## [Work to complete]
a) In the text on teaching labs, which other methods of fastening might a welding instructor contrast with welding?
b) Reproduce the passage of the text on teaching labs starting with "- Show class!" and going on through "for many reasons.".
c) Carry on the text on teaching labs from the point where it stops.

## [Text segment]
What’s different about labs?
What can be done in labs better than in lectures? Much
research answers “everything”, but here are a few
specifics. Specifics for science labs are listed below!
- Teach professional attitudes
- Personal interaction with students. Learn their majors,
past experience, plans for the future, . .
- Learning to distrust data!! And theory!!
- How to do sanity checks on data and theory
- How to deal with imperfection!
- Lab reports
- Experimental design
- Data analyses
- Students can develop confidence in their own ideas and
- Your students can learn many more real world tools than
they could just listening to lectures.
- Morals for any type of lab:
- Don’t give up!
- Keep Thinking!
- Do your best, and be proud of it.
- Show class!
- Keep your cool!
What’s fun about labs?
- You can interact with students.
- You can try different approaches to teaching and experimenting.
Lectures tend to leave you lecturing!
- With much more time in a block, you can try class activities
not practical in a one hour lecture section.
- Students can be creative.
- Students can see their own ideas carried out!
- Students can watch as their skills develop noticeably.
Labs are taught in many disciplines and for many reasons.
There might seem to be little in common between football practice
and labs being done by a biology post doc. However these labs
may have more in common than physics labs being carried out in adjacent
rooms for Liberal Art students and for Physics majors. Let
me discuss the objectives of various types of labs:
1. Training (vs. Education):
Perhaps the majority of "labs" are training
in the sense that they are intended to install specific skills,
either physical or mental. This is in contrast to "education"
where developing generalized skills and thought processes is
Naturally, there is considerable overlap. A welder
should be able to generalize a bit to different pipe sizes,
etc., while even a very sophisticated chemist needs good habits
while working with toxic chemicals.
The teacher of a laboratory course probably should carefully
consider what they desire to teach in the way of education or
training. It may be best to take a break from sophisticated
considerations occasionally to master some of the tools of the
experimentalist trade. In the case of physics, experimentalists
need to know how to use oscilloscopes, signal generators, interface
computers, build simple amplifiers, etc. These topics
aren't (for this purpose) examples of electricity and magnetism
but are simply tools of the trade.
On the other hand, training can be made more valuable
by "education". I suspect a welding instructor
might occasionally take a break from the skills of welding to
contrast other methods of fastening: gluing, bolts, rivets,
. . . (not to mention the various kinds of welding: arc, gas,
electron beam, . . .). This diversion is not to train experts
in other techniques but to give the students a wider view so
they may recognize when some other technique (or combination
of techniques) is more appropriate - education!

(Spatial localization data)
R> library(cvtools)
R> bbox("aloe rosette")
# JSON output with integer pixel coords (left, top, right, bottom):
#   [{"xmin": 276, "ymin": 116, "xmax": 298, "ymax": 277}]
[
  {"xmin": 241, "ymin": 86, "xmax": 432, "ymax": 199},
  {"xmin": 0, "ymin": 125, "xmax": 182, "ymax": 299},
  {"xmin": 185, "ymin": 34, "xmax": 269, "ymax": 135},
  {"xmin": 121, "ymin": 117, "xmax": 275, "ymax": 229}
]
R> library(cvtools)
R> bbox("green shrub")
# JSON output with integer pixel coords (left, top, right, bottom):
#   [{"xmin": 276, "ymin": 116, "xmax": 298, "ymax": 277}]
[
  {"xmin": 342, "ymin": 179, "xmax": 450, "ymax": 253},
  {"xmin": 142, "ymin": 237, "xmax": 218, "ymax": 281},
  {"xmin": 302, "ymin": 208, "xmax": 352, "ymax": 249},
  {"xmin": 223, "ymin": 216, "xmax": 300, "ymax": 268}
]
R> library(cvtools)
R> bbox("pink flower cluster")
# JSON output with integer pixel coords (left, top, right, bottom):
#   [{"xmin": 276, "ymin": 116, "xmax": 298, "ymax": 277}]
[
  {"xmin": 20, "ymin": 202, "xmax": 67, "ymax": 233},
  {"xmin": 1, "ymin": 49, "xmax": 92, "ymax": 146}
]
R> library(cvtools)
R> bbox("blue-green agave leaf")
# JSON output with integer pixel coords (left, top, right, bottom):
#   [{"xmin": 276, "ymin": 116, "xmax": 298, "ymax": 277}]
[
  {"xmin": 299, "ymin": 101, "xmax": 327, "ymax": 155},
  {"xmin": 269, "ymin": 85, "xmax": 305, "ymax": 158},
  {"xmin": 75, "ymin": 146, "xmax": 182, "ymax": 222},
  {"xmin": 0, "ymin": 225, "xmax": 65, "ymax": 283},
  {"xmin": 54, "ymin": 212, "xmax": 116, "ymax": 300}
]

## [Answers to the exercise]
a) Gluing, bolts, and rivets.

b)
- Show class!
- Keep your cool!
What’s fun about labs?
- You can interact with students.
- You can try different approaches to teaching and experimenting.
Lectures tend to leave you lecturing!
- With much more time in a block, you can try class activities
not practical in a one hour lecture section.
- Students can be creative.
- Students can see their own ideas carried out!
- Students can watch as their skills develop noticeably.
Labs are taught in many disciplines and for many reasons.

c)
2. Doing Research
In these labs the students are actually doing research
to find out something new. The research may not look fundamental
to someone experienced in the field, but it is designed to be
near the limits of the capabilities of the students involved.
A gymnast may be investigating how reliably she can do a new
skill in a routine, or physics students may be investigating
how wildly real friction differs from the textbook variety,
but in any case they are exploring something unknown to them
and, perhaps, to anyone. This type of lab exposes
students to the joys and frustrations of the real world.
There is no guarantee of success, but what is learned is something
the student can regard as their own achievement.
It might be thought that everything accessible to students
was well understood by "the ancients," but once one
is looking for them, there seem to be an unlimited number of
small but interesting problems that are not well understood.
Of course research in a freshman class may not set these problems
to rest, but here it is the journey not the destination that
Of course everyone (students and teacher) must take the
results with a grain of salt. You probably wouldn't design
a skyscraper based on the tests of welding techniques made in
a welding class. However the student welders who designed
and executed the tests will have a much greater appreciation
of what may or may not work as they see their welds fail under
test loads. Conversely the teacher shouldn't expect polished
results (lack of time, materials, knowledge, . . ).
It’s the process that counts, not the product!
3. Historical Labs
These labs redo classical experiments, either following
as closely as practical in the footsteps of the originator or
using modern methods to achieve the same type of result.
Such reenactment can be very satisfying to students. I,
and many other physicists, fondly recall doing the Milliken
Oil Drop Experiment (the first experiment to determine the charge
on an electron). Our experiments were not easy, clear
cut, or accurate. But, we had actually dealt with one
of the fundamental experiments in all of physics!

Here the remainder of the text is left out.